WHAT NEEDS TO BE DONE: Pick out each line in the records below that contains the string "stem", and copy those lines. Case counts.

WORKING DATA:
◇ ◇ ◇ ◇ ◇

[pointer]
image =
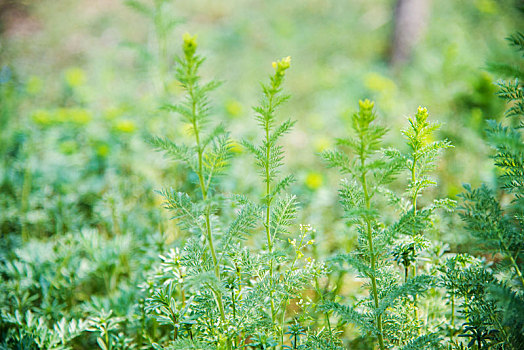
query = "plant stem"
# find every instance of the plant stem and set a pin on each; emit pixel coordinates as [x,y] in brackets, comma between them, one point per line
[268,209]
[414,201]
[372,255]
[203,189]
[317,285]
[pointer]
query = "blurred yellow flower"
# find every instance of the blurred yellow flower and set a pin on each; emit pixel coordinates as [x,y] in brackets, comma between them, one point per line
[102,150]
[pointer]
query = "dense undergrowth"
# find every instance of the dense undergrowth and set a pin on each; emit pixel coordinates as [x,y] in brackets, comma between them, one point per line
[90,259]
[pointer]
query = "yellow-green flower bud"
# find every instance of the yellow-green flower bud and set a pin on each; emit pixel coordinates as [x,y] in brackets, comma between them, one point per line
[189,46]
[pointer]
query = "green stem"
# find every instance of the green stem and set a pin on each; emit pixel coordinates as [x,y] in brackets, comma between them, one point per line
[317,285]
[513,262]
[414,201]
[452,315]
[209,235]
[268,210]
[24,201]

◇ ◇ ◇ ◇ ◇

FINISHED ANSWER:
query = "plant stem"
# find every instance of the plant stem and set a pin on each; emit pixel coordinates as [x,y] in brackets, comma between them, one point per line
query = "green stem"
# find every instance of the green stem and set a pin on each; emit pixel coordinates as [x,y] in brackets, comma between them, one point per line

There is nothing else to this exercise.